**Record excerpts**:

>> Start

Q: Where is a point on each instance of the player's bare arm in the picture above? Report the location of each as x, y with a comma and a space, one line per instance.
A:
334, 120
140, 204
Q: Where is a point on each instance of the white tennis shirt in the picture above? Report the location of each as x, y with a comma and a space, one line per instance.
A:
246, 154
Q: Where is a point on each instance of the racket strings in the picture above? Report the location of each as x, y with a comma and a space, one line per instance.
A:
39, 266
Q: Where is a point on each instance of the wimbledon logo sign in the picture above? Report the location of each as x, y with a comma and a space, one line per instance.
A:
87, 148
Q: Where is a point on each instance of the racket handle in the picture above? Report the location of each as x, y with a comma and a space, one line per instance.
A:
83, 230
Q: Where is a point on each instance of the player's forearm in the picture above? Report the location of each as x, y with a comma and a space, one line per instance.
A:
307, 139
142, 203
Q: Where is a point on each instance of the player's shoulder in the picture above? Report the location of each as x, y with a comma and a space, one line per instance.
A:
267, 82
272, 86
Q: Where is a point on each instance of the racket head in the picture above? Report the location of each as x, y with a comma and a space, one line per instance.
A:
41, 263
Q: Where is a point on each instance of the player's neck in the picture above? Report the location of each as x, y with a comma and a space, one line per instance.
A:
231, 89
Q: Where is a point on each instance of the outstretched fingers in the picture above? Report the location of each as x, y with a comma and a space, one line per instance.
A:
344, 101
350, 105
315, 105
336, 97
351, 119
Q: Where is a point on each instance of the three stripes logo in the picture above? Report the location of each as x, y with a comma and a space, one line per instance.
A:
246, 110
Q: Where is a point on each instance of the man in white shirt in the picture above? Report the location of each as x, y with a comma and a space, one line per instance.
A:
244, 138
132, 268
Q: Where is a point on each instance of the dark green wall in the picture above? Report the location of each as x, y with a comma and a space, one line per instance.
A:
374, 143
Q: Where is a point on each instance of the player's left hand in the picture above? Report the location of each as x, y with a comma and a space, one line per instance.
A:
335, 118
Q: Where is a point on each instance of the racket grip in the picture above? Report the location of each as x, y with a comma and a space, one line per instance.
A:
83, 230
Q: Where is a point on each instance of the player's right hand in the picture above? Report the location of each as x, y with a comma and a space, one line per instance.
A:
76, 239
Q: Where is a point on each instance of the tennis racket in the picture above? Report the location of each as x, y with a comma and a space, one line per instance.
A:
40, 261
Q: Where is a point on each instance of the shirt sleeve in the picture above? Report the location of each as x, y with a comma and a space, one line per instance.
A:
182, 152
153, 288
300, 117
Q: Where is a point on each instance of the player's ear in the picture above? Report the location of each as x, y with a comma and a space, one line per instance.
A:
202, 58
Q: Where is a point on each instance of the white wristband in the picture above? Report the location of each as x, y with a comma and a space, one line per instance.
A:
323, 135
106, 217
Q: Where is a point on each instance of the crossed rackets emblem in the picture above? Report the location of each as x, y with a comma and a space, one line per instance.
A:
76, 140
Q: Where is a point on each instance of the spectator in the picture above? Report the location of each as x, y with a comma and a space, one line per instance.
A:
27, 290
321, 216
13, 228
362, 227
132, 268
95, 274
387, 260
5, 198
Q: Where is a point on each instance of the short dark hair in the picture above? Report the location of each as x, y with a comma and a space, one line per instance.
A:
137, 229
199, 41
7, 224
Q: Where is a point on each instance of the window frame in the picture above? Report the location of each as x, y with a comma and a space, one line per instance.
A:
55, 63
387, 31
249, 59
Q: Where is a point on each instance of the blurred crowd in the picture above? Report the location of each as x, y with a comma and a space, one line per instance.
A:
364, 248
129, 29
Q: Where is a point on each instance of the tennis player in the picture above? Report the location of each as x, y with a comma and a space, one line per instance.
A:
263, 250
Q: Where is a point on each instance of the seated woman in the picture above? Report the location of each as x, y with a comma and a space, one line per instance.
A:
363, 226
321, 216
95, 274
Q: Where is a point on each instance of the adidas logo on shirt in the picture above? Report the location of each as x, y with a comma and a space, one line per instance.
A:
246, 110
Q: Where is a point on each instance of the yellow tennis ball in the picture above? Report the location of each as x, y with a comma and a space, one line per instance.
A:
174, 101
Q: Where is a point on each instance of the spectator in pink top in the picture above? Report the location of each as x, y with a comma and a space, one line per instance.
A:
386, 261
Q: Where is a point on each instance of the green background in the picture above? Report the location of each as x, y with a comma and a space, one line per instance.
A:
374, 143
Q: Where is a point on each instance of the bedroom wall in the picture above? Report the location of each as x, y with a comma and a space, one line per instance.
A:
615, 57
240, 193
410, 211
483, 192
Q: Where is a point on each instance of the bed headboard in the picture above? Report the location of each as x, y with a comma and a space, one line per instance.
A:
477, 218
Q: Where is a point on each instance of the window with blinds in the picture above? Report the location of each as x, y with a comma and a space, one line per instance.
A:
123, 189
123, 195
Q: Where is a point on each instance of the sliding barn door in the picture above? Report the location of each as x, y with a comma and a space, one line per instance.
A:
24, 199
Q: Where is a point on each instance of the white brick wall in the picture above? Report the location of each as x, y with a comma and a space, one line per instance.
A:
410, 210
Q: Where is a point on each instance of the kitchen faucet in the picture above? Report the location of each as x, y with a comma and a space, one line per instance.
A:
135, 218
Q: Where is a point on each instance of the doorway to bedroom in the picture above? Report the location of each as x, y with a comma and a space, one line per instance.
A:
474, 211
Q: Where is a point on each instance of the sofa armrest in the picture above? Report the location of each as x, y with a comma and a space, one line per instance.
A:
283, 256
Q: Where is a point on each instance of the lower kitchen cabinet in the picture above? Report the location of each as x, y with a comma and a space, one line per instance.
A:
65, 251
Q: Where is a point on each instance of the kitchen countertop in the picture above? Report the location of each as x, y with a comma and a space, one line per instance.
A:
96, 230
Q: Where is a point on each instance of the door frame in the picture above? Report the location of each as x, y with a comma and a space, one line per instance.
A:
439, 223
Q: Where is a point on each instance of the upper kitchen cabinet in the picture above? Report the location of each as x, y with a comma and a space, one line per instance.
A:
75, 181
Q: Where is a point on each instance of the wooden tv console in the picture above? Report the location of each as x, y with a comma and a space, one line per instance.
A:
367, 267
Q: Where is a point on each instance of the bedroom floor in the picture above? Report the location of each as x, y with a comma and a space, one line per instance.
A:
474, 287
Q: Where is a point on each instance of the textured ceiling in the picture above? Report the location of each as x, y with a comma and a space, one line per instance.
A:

>> End

**Problem statement**: Please convert all the rows above into a Markdown table with the columns Number and Line, one numbered line per table row. Leave out blank lines.

**Output of the task**:
| Number | Line |
|---|---|
| 1 | Q: Where is a point on each instance of the player's bare arm in the picture above? Report the location of each as x, y with a comma and a space, one line per instance. |
| 2 | A: |
| 3 | 334, 120 |
| 4 | 140, 204 |
| 5 | Q: Where is a point on each instance of the white tennis shirt in the picture above? Report the location of each as x, y with a comma and a space, one line per instance. |
| 6 | A: |
| 7 | 246, 154 |
| 8 | Q: Where is a point on each instance of the racket strings in the picture above? Report the location of each as x, y with a comma and a space, one line per instance. |
| 9 | A: |
| 10 | 39, 266 |
| 11 | Q: Where is a point on each instance of the wimbledon logo sign in the picture above? Report the location of each as x, y with a comma and a space, one line per instance. |
| 12 | A: |
| 13 | 87, 148 |
| 14 | Q: Where is a point on each instance of the racket handle in the picture above? Report the location of each as x, y with a comma and a space, one line per instance. |
| 15 | A: |
| 16 | 83, 230 |
| 17 | Q: Where is a point on each instance of the player's forearm in the picture above? Report the location of each as x, y with a comma and a space, one line per instance. |
| 18 | A: |
| 19 | 307, 139 |
| 20 | 142, 203 |
| 21 | Q: Where is a point on each instance of the player's shoulder in the picture above? Report the location of each as x, y with a comma and a space, one line per instance. |
| 22 | A: |
| 23 | 267, 82 |
| 24 | 272, 86 |
| 25 | Q: Where is a point on each instance of the racket head in the picture above? Report the location of each as x, y with a comma and a space, one line per instance. |
| 26 | A: |
| 27 | 41, 263 |
| 28 | Q: Where is a point on each instance of the player's neck in the picture above? Report the location of each as x, y with a comma and a space, one line per instance. |
| 29 | A: |
| 30 | 231, 89 |
| 31 | Q: Where is a point on each instance of the outstretched fingers in the picture above? Report the location of each as x, y with a comma and a space, one line per instance. |
| 32 | A: |
| 33 | 344, 101 |
| 34 | 350, 105 |
| 35 | 315, 105 |
| 36 | 336, 97 |
| 37 | 351, 119 |
| 38 | Q: Where is a point on each instance of the three stripes logo in the picture above? Report the location of each as x, y with a comma and a space, one line per instance. |
| 39 | A: |
| 40 | 246, 110 |
| 41 | Q: Where is a point on each instance of the man in white shirt in the picture above? Report the location of each as x, y with a comma and a space, one line per instance. |
| 42 | A: |
| 43 | 244, 138 |
| 44 | 132, 268 |
| 45 | Q: Where is a point on each instance of the dark green wall in the picture above? Report the location of each as x, y with a comma and a space, one line per instance. |
| 46 | A: |
| 47 | 374, 143 |
| 48 | Q: Where is a point on each instance of the player's left hand in the picture above? Report the location of each as x, y with a comma and a space, one line per instance. |
| 49 | A: |
| 50 | 335, 118 |
| 51 | Q: Where is a point on each instance of the racket grip in the picture above? Report the location of each as x, y with a comma and a space, one line per instance. |
| 52 | A: |
| 53 | 83, 230 |
| 54 | Q: Where is a point on each instance of the player's right hand in the picture above? Report the location of each as x, y with a comma and a space, one line per instance. |
| 55 | A: |
| 56 | 76, 239 |
| 57 | Q: Where is a point on each instance of the tennis racket in the picture above? Report the location of each as x, y with a comma and a space, one line per instance. |
| 58 | A: |
| 59 | 40, 261 |
| 60 | Q: Where is a point on each instance of the shirt sleeve in the picture above? Report the location of each as x, y with a comma and a space, one line per instance. |
| 61 | A: |
| 62 | 182, 152 |
| 63 | 153, 288 |
| 64 | 300, 117 |
| 65 | Q: Where is a point on each instance of the player's ear in the picture above? Report the location of each as x, y with a comma and a space, one line per instance. |
| 66 | A: |
| 67 | 202, 58 |
| 68 | Q: Where is a point on each instance of the white wristband in the picture above? Report the location of each as x, y with a comma and a space, one line per instance. |
| 69 | A: |
| 70 | 323, 135 |
| 71 | 106, 217 |
| 72 | Q: Where is a point on each instance of the crossed rackets emblem in the picture above? Report the location of each as x, y with a comma and a space, one line per instance. |
| 73 | A: |
| 74 | 76, 140 |
| 75 | Q: Where is a point on each instance of the spectator in the picture above? Report the location of each as x, y with a comma and a space, one line per instance. |
| 76 | A: |
| 77 | 27, 290 |
| 78 | 321, 216 |
| 79 | 13, 228 |
| 80 | 362, 227 |
| 81 | 132, 268 |
| 82 | 95, 274 |
| 83 | 387, 260 |
| 84 | 5, 198 |
| 85 | Q: Where is a point on each instance of the short dark hair in the picture above? Report the location of each as x, y with a comma and a space, one line per instance. |
| 86 | A: |
| 87 | 137, 229 |
| 88 | 199, 41 |
| 89 | 7, 224 |
| 90 | Q: Where is a point on each instance of the window frame in the picture above? Report the location of each as x, y with a comma and a space, one line per instance. |
| 91 | A: |
| 92 | 55, 63 |
| 93 | 387, 31 |
| 94 | 249, 59 |
| 95 | Q: Where is a point on each instance of the blurred crowd in the picture above? Report the location of each as x, y with a comma and a space, one line per instance. |
| 96 | A: |
| 97 | 364, 248 |
| 98 | 129, 29 |
| 99 | Q: Where is a point on each instance of the tennis player in the picture above? Report the location of each as x, y with a comma and a space, one line per instance. |
| 100 | A: |
| 101 | 263, 250 |
| 102 | Q: Where is a point on each instance of the seated woman in the picture above? Report the location of each as x, y with a comma and a space, one line per instance. |
| 103 | A: |
| 104 | 363, 226 |
| 105 | 321, 216 |
| 106 | 95, 274 |
| 107 | Q: Where is a point on each instance of the adidas logo on shirt in the picture above? Report the location of each as x, y with a comma and a space, one line per instance. |
| 108 | A: |
| 109 | 246, 110 |
| 110 | Q: Where is a point on each instance of the yellow tennis ball in the picture above? Report the location of each as x, y with a comma and a space, one line per instance. |
| 111 | A: |
| 112 | 174, 101 |
| 113 | Q: Where is a point on each instance of the spectator in pink top in the picture above? Report the location of each as x, y with a comma and a space, one line per instance. |
| 114 | A: |
| 115 | 386, 261 |
| 116 | Q: Where is a point on each instance of the green background in the picture above? Report the location of each as x, y with a comma and a space, one line per instance. |
| 117 | A: |
| 118 | 374, 143 |
| 119 | Q: Where is a point on each instance of the bedroom wall in the picture above? Report the location of each as x, y with a comma and a space, one line per instance. |
| 120 | A: |
| 121 | 615, 57 |
| 122 | 240, 193 |
| 123 | 410, 211 |
| 124 | 483, 192 |
| 125 | Q: Where is a point on each instance of the bed headboard in the picture above? Report the location of each as x, y with a comma and a space, one line per instance. |
| 126 | A: |
| 127 | 477, 218 |
| 128 | Q: Where is a point on each instance of the window with blinds in the picture above? Report the location of each as x, y with a comma and a space, one line per instance. |
| 129 | A: |
| 130 | 123, 189 |
| 131 | 123, 195 |
| 132 | Q: Where is a point on each instance of the sliding barn door in the picture above? Report the location of each as x, y with a comma and a space, one line per instance. |
| 133 | A: |
| 134 | 24, 199 |
| 135 | Q: Where is a point on each instance of the white brick wall in the picture above? Report the location of each as x, y with a comma and a space, one line per instance. |
| 136 | A: |
| 137 | 410, 210 |
| 138 | Q: Where is a point on each instance of the kitchen faucet in the picture above? Report the location of each as x, y with a comma and a space, one line per instance. |
| 139 | A: |
| 140 | 135, 218 |
| 141 | Q: Where is a point on each instance of the doorway to bedroom in the picture above? Report the location of each as x, y with a comma and a space, one line per instance. |
| 142 | A: |
| 143 | 474, 211 |
| 144 | Q: Where is a point on each instance of the sofa armrest in the picture above? Report the location of each as x, y with a comma and a space, one line per instance. |
| 145 | A: |
| 146 | 283, 256 |
| 147 | Q: Where is a point on each instance of the lower kitchen cabinet in the picture above? Report the location of each as x, y with a comma and a space, one line per instance. |
| 148 | A: |
| 149 | 65, 251 |
| 150 | Q: Where is a point on each instance of the kitchen countertop in the picture above? Report the location of each as x, y with a comma and a space, one line per instance. |
| 151 | A: |
| 152 | 96, 230 |
| 153 | Q: Where is a point on each instance of the door frame in the picture above? Report the location of each as x, y with a comma and a space, one line per instance. |
| 154 | A: |
| 155 | 439, 223 |
| 156 | Q: Where is a point on each instance of the upper kitchen cabinet in the picture above? Report the location of each as x, y with a comma and a space, one line per instance. |
| 157 | A: |
| 158 | 75, 181 |
| 159 | Q: Where is a point on each instance of the wooden tv console in the picture above? Report the location of each as x, y with a comma and a space, one line per instance. |
| 160 | A: |
| 161 | 367, 267 |
| 162 | Q: Where is a point on each instance of the bedroom floor in the picture above? Report the location of each as x, y with a comma and a space, one line per instance. |
| 163 | A: |
| 164 | 474, 287 |
| 165 | Q: Where is a point on each instance of the textured ceiling in the picture above? Report the location of each as x, y with a comma and a space, one line per instance. |
| 166 | A: |